→ GIVEN ENTRIES:

****************************************

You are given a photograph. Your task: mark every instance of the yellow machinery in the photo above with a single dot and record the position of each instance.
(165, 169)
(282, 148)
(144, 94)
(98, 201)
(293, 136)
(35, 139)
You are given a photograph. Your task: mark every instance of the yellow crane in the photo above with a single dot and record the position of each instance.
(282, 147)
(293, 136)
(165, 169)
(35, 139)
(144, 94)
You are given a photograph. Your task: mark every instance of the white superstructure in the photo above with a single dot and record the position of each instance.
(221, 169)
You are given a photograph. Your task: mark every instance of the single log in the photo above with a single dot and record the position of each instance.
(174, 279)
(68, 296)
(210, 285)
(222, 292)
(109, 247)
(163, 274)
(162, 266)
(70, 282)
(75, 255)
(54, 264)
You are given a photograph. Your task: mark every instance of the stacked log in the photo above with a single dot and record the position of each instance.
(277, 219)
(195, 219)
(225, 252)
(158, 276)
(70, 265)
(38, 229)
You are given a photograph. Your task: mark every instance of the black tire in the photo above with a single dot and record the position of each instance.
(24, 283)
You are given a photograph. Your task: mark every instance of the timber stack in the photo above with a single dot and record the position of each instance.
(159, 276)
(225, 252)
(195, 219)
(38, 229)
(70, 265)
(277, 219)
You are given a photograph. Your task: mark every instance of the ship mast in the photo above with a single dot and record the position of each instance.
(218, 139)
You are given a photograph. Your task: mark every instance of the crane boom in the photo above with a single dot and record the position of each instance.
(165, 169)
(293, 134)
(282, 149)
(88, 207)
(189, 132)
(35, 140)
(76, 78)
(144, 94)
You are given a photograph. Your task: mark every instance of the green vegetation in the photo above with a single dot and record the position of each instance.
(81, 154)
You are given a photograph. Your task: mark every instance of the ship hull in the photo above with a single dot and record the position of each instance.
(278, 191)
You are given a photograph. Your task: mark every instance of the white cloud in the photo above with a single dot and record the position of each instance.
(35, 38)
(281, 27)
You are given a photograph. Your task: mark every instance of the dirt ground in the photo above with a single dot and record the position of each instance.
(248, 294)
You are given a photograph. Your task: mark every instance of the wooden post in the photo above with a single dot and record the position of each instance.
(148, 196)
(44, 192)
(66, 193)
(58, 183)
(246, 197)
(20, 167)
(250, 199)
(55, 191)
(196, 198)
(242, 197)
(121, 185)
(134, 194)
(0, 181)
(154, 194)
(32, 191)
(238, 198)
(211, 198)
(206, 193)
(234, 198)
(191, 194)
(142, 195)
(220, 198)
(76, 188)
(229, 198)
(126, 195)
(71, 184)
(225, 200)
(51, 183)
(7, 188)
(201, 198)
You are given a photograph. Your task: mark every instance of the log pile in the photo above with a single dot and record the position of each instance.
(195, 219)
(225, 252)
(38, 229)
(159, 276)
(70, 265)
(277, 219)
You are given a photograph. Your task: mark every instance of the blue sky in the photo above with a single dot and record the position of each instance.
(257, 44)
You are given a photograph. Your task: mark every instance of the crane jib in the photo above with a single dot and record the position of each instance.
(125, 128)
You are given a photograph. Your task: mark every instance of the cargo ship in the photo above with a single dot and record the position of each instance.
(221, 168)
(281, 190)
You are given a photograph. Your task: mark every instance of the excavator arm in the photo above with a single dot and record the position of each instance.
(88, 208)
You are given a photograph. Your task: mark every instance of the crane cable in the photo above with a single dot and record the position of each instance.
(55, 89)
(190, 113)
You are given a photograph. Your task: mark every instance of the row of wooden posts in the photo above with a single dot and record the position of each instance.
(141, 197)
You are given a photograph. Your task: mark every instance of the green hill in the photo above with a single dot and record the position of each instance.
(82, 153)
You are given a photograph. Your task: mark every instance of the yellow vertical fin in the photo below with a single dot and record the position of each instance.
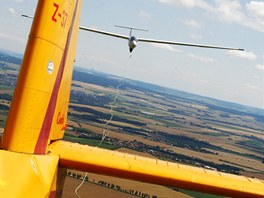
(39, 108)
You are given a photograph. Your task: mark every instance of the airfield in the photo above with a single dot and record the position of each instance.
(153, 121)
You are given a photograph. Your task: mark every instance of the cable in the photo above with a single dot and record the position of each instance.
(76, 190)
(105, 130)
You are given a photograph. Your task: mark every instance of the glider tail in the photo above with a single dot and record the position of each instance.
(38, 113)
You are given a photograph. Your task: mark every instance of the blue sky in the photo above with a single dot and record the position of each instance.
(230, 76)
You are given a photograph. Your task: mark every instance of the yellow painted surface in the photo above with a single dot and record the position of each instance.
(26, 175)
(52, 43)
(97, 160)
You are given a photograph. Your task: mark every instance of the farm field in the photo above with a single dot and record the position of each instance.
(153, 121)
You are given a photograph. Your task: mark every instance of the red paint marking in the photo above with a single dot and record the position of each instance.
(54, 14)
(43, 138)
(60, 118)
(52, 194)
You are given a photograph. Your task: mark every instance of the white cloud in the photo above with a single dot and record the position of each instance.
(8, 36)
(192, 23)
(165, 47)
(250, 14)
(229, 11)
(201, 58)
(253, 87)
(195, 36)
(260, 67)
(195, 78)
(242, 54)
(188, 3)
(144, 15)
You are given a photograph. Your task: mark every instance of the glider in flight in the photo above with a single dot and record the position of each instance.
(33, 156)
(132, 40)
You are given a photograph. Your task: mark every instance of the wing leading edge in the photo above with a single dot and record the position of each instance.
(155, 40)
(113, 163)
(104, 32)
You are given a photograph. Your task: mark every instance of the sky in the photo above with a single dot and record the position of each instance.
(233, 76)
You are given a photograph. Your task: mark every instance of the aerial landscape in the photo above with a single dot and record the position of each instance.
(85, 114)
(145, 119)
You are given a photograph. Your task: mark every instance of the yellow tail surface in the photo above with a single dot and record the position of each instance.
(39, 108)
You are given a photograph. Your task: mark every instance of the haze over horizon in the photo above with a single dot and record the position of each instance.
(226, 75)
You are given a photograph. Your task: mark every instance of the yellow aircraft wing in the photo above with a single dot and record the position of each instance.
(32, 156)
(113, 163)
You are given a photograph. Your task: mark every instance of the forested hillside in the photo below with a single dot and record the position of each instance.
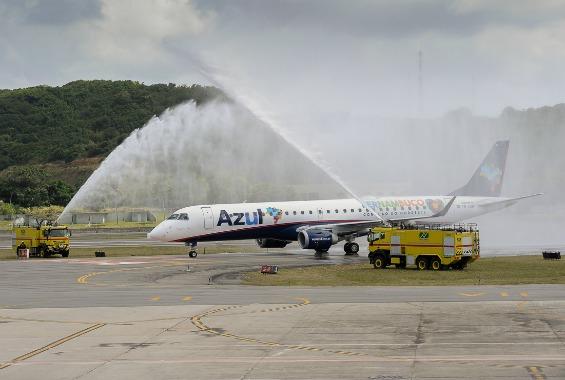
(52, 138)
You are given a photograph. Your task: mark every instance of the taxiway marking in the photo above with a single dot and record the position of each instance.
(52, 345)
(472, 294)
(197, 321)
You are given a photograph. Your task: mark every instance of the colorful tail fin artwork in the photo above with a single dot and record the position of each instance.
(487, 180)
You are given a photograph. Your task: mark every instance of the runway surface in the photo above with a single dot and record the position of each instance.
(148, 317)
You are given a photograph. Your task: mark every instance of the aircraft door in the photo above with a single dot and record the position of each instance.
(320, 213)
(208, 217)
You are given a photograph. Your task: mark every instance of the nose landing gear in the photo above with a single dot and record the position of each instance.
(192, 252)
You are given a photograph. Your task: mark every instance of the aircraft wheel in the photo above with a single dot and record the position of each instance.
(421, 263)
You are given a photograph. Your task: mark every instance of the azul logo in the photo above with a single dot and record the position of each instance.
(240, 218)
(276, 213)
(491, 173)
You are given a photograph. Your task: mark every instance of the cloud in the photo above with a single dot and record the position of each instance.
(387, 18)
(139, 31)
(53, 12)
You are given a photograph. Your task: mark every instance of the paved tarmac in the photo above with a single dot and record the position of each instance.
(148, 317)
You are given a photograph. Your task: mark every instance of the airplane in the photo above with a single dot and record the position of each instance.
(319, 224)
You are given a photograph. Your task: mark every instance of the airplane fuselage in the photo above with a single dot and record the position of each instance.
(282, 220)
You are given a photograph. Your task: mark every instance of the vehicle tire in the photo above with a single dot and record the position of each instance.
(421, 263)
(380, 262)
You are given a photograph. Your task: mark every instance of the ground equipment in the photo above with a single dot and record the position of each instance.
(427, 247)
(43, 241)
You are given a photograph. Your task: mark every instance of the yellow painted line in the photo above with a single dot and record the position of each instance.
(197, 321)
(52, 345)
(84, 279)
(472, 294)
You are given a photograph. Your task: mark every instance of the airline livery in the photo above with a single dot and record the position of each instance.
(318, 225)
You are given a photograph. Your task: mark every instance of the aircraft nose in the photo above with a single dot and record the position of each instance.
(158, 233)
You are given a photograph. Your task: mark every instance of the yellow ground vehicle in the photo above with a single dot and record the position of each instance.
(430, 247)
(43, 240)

****************************************

→ WORK REQUIRED: Please copy only the lines from the one with "the airplane in" through the final line of the records above, both ends included.

→ ANSWER AREA:
You are given a photograph. Your task: mark every instance of the airplane in the photo above with a single dot and record the position of each instance.
(319, 224)
You are given a photograph. Your task: mark every instance of the airplane fuselage in the photo above with a single dot and record the position of each instance.
(282, 220)
You are given a photograph. Your task: mark every instance of the vehicle tire in the photo above with a single dot and record the position of each instance.
(421, 263)
(380, 262)
You are given a photograph. Your task: mark every instance of the ground equipment in the photo above with a single dot and record the position of each instance.
(427, 247)
(43, 241)
You are given a photograph. Your task: mark every instance of the yellow painted line in the photo above with a single dot and record the position of each instance.
(197, 321)
(52, 345)
(84, 279)
(472, 294)
You are given a photograph. Your task: mark every instance of the airline livery in the photo above with a single dot and record the position of each instance.
(318, 225)
You are given a photograph. Your task: mark every instance of the aircraft nose in the photo above with a single dot and record the position of each instance.
(158, 233)
You are given a photograph. Your task: mark every instance of the yellow ground vehicle in the photo above with a single dot and record the position of each instance.
(430, 247)
(43, 240)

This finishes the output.